** STATED GOAL **
Copy the engineering leadership transcript from "Jason: Kubernetes is" to "operate that differently.", renaming "Instagram" as "YouTube".

** SOURCE DOCUMENT **
'''
And literally sometimes the head of engineering doesn't even ever enter the room, and talk about anything. It's just because most of Silicon Valley actually does not understand engineering. Traditionally speaking, you would have 95% of Silicon Valley understands everything else, but engineering and engineering is this unfortunate thing that has to exist to get the product to market and then in customer's hands. So one, I think that's definitely true. Two, I also think that engineering leaders, there, there's very few examples of people who do X, Y, Z well, and then when we do hear about it, we'll try to cargo cult those things. And we try to cargo cult them from the worst possible examples.
Google does something because of their scale. So we're gonna cargo cult what Google does, like no, you are a 10 person startup, you shouldn't do that. Or [00:13:00] you're a thousand person startup, you still can't do it. Oh, even most large Airbnbs of the world shouldn't be doing what Google is doing. And then we have the exact opposite, which is celebrity developers say something. So therefore it becomes rule. David Heinemeier Hansson says something, therefore that is now the rule. David Heinemeier runs a consulting company effectively, that's what he does. He- everything he says is through a lens of his own personal brand and this tiny little consulting company. It doesn't apply to your fast growth startup with 300 engineers who, who hit scale that, they'll never see.
We get both of those extremes. So you get the cargo cult from the culture because you think it'll make you successful. And that's actually top down pressure typically from the board or from a CEO. And then you get the celebrity endorsement ones from the celebrity engineers themselves. And that's usually internal from the engineering team saying, "this person did this or this, this, this small team that we really appreciate did this."
Eiso: I like that you're touching upon the, the celebrity developer [00:14:00] and, and often these days paid and weaponized as developer advocate, right? In, in all honesty, I think a very direct way of saying it, but it's, you know, you are a database company and you want everyone to use your database. What do you do? You look for the person with the biggest amount of Twitter followers, you offer them one hell of a compensation package to next day be saying you are the best graph database on the market, or you're the best X.
Jason: Kubernetes is a thing now. Right? We've talked about this in the past.
Eiso: Yeah. It's, it's exactly that. And, and it really is at the end of the day, if, if we look at how, how, you know these technologies and, and also practices get there, is because at the end of the day, money runs the world and people figured out very quickly that no matter if it's an influencer on Instagram for fashion, engineering doesn't operate that differently.
'''
** DATASET EXCERPTS **
'''
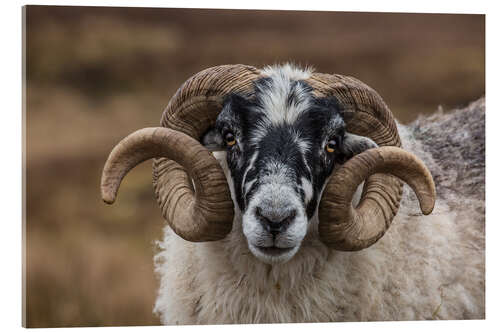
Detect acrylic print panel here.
'''
'''
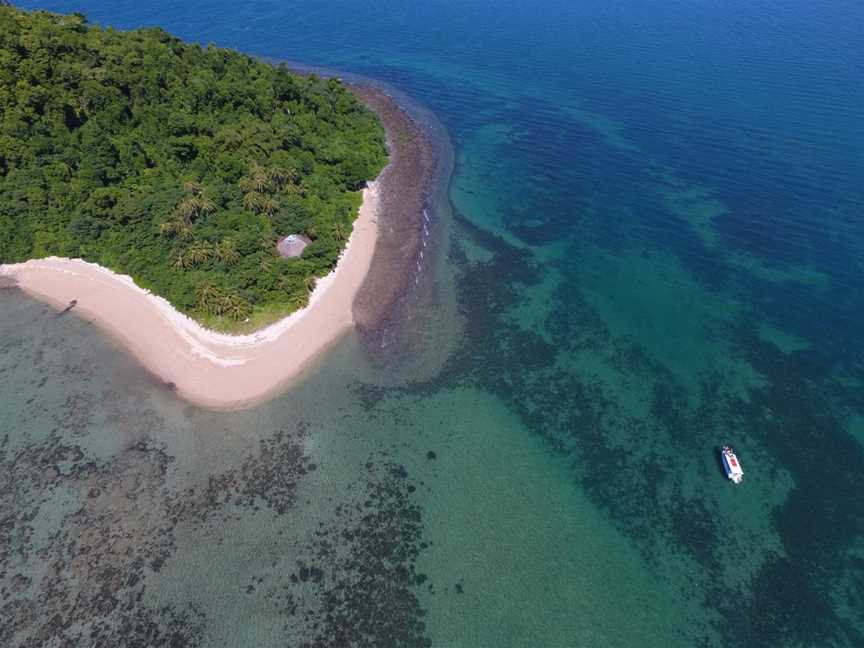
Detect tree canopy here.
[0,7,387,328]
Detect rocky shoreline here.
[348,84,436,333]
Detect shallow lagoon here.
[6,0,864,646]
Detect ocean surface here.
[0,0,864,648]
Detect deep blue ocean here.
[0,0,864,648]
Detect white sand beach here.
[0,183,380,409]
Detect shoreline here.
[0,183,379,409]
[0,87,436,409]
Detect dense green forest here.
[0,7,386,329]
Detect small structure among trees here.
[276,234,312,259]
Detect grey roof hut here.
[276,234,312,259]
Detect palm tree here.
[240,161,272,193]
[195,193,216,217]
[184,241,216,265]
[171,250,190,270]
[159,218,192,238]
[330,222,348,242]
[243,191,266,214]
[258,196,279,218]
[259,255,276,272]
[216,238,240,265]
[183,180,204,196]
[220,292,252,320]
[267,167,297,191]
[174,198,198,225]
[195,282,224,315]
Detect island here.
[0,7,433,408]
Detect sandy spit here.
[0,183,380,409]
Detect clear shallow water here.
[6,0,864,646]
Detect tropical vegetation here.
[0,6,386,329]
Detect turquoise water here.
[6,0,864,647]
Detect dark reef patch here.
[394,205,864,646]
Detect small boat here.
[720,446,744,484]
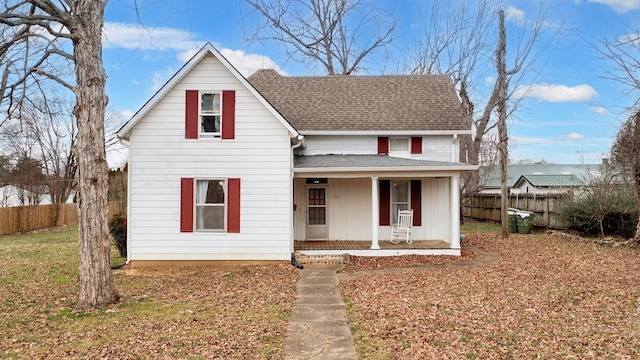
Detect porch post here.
'''
** SOLVED EXERCISE **
Jason: Kubernetes is a thing now. Right? We've talked about this in the past.
Eiso: Yeah. It's, it's exactly that. And, and it really is at the end of the day, if, if we look at how, how, you know these technologies and, and also practices get there, is because at the end of the day, money runs the world and people figured out very quickly that no matter if it's an influencer on YouTube for fashion, engineering doesn't operate that differently.